▶ _Work required_
Output each entry exactly; skip nothing.

◇ ◇ ◇ ◇ ◇

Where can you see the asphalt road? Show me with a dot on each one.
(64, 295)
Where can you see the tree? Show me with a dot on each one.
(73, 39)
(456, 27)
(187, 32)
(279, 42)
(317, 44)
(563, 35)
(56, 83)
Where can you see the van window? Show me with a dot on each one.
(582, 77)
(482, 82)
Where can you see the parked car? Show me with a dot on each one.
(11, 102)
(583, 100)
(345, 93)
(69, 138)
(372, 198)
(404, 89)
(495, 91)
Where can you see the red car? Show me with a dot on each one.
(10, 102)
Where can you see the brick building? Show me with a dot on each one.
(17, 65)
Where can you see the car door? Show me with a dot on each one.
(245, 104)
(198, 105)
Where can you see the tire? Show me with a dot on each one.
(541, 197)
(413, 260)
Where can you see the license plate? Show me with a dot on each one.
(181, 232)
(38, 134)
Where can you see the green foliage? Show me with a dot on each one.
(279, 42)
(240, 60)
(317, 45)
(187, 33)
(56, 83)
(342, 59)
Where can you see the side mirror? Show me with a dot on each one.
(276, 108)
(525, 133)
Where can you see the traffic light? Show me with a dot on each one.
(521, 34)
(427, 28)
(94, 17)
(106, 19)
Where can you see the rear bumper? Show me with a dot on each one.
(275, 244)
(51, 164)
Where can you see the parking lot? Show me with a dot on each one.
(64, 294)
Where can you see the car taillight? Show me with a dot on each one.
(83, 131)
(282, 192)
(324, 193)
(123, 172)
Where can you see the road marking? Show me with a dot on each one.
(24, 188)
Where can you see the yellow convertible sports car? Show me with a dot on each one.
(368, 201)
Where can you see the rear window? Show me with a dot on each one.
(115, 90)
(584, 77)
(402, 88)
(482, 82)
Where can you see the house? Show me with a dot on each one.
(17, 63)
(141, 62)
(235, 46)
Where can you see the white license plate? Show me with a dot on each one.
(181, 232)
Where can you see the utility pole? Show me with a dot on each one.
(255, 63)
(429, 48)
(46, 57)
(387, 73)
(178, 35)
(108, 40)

◇ ◇ ◇ ◇ ◇

▶ _Completed task_
Where can you see the asphalt road? Show me with a dot on each one.
(64, 295)
Where can you see the tree? Show me with a dot on each one.
(73, 39)
(456, 27)
(187, 32)
(279, 42)
(317, 44)
(563, 35)
(56, 83)
Where can you see the van window? Show me with a dot on each one.
(582, 77)
(482, 82)
Where can you see the parked car? Show me with a dot on each one.
(11, 102)
(583, 100)
(345, 93)
(69, 138)
(372, 198)
(404, 89)
(495, 91)
Where can you see the red car? Show me with a dot on each one.
(10, 102)
Where can you see the brick building? Show me with a dot on each one.
(17, 65)
Where can you see the car door? Show me with a dot on each one.
(245, 104)
(198, 105)
Where can you see the tire? Show me with a dot on each one.
(541, 197)
(413, 260)
Where can you see the license plate? Show me with a dot on each one.
(181, 232)
(38, 134)
Where can you see the green foliage? Show me with a dot on each one.
(279, 42)
(240, 60)
(317, 45)
(187, 33)
(56, 83)
(342, 59)
Where can you see the side mirror? Show me with a dot on each one.
(276, 108)
(525, 133)
Where can you see the traffic light? Show me with a dot on each one.
(521, 34)
(427, 28)
(94, 17)
(106, 19)
Where can you see the rear bumper? Show me with a dot on each one.
(275, 244)
(51, 164)
Where can you see the parking lot? Show me with a dot on each one.
(64, 294)
Where can you see the car taillight? Show me with a dot on each one.
(83, 131)
(282, 192)
(324, 193)
(123, 172)
Where can you see the road marking? Show me with a dot on each one.
(24, 188)
Where can you see the yellow convertible sports car? Show me with a dot on each one.
(368, 201)
Where can you see the rear window? Show me with a dot on each one.
(115, 90)
(584, 77)
(402, 88)
(482, 82)
Where can you see the house? Show me with a dot on each one.
(17, 63)
(141, 62)
(235, 46)
Where can you see the white license plate? Show me with a dot on each one.
(181, 232)
Where can you see the utility pole? Show me with a dot on each one.
(255, 63)
(429, 48)
(46, 57)
(387, 73)
(178, 35)
(108, 40)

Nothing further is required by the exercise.